* _What is being asked_
Which of the lines in the records below hold the string "feather"? Copy every one of them.

* _Saved entries_

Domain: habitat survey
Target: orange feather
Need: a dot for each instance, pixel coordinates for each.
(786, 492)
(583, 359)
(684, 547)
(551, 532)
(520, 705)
---
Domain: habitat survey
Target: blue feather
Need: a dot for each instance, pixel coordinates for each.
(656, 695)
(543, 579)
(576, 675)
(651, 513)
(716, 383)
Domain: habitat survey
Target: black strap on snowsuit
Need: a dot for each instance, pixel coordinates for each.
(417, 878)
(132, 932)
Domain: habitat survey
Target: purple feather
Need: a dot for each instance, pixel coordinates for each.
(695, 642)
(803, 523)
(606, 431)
...
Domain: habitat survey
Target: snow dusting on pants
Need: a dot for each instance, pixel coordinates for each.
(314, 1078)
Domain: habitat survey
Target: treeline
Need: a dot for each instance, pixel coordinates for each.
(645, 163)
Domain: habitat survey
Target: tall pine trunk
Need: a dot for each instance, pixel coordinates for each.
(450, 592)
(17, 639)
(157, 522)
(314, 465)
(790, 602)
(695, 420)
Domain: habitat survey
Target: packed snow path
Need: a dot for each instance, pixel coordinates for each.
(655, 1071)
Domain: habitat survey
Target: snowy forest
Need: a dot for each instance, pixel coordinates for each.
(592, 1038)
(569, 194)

* _Output_
Target: orange feather
Target: blue feather
Target: purple feather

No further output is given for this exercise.